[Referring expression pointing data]
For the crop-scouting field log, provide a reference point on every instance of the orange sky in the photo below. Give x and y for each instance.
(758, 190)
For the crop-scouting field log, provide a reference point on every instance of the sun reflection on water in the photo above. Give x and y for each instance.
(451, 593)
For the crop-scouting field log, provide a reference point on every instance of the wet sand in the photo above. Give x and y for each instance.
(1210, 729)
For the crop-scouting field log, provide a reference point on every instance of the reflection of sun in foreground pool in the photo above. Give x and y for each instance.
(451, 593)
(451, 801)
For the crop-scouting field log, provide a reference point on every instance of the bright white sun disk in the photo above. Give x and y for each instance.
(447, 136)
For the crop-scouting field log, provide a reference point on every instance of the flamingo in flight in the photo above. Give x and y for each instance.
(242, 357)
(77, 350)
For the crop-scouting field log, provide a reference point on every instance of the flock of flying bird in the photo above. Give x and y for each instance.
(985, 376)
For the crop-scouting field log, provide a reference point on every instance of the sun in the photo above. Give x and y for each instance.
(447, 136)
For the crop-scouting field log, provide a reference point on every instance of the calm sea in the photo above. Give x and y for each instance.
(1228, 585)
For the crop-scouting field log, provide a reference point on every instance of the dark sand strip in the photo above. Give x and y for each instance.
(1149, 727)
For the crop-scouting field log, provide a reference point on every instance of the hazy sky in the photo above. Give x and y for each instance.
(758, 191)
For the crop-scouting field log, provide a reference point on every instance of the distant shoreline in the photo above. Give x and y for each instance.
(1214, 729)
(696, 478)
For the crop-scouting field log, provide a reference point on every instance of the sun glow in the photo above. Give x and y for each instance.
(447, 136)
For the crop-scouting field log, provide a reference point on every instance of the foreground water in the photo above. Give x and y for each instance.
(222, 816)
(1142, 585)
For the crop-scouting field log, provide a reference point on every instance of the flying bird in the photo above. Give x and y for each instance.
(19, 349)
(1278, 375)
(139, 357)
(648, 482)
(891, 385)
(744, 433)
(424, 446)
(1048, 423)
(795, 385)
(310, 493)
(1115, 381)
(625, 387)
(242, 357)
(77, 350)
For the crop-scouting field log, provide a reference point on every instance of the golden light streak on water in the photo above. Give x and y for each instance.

▸ WHAT TO WORK ON: Without altering anything, print all of the data again.

▸ RESULT FOR THIS TASK:
For the crop-scouting field log, provide a reference point on every instance of the orange sky in the photo below. Give x and y for each instance.
(758, 190)
For the crop-scouting field log, provide a reference point on every instance of the sun reflection on water in the photo above. Give x and y for each instance.
(451, 593)
For the crop-scouting field log, provide a reference point on every instance of the wet sand in the photo above. Give x and y for each instance.
(1210, 729)
For the crop-scouting field log, provide a reference point on every instance of the reflection of sun in foreground pool in the photo above. Give x and y for each instance.
(451, 593)
(451, 801)
For the crop-scouting field log, provide a reference point on every instance of the bright white sun disk in the photo above. Give x and y for each instance.
(447, 136)
For the crop-scouting field log, provide a reference point on every instance of the flamingo in flight in the photo above. Give x and y for each instance.
(242, 357)
(77, 350)
For the crop-scouting field log, provide a reference point on every instance of the flock of flying bird in the photo above. Give x and y for each instance.
(985, 376)
For the crop-scouting field log, provide a reference point on every instance of the sun in the photo above. Give x and y for each instance.
(447, 136)
For the crop-scouting field log, provide a reference point on every instance of the calm sea in the photo above. Give x and y for each instance.
(1228, 585)
For the crop-scouting field log, provide a reference point on every instance of the dark sand strip in the photo above. Give x and y for each instance.
(1149, 727)
For the crop-scouting field log, provide a reference point on every instance of the hazy sky in the photo above. Give x and y for each instance.
(758, 191)
For the crop-scouting field log, provide a reference point on every instance of the distant shoreline in the photo above. Give x and y for each instance.
(1214, 729)
(696, 478)
For the crop-scouting field log, provide a reference point on every instance of the sun glow in the photo above. Give x and y for each instance.
(447, 136)
For the crop-scouting field log, provide a reference point on every instance of the foreground water in the photo above. Give x and y for each instance.
(222, 816)
(1142, 585)
For the crop-scouting field log, provide a reference point on every instance of the flying bird in the photo above. Give x and y for each instance.
(19, 349)
(1278, 375)
(139, 357)
(648, 482)
(891, 385)
(744, 433)
(424, 446)
(1048, 423)
(795, 385)
(310, 493)
(1115, 381)
(625, 387)
(242, 357)
(77, 350)
For the crop-scouting field log, provide a reference point on every instance of the golden light streak on water in the photo above. Give x and y for each instance.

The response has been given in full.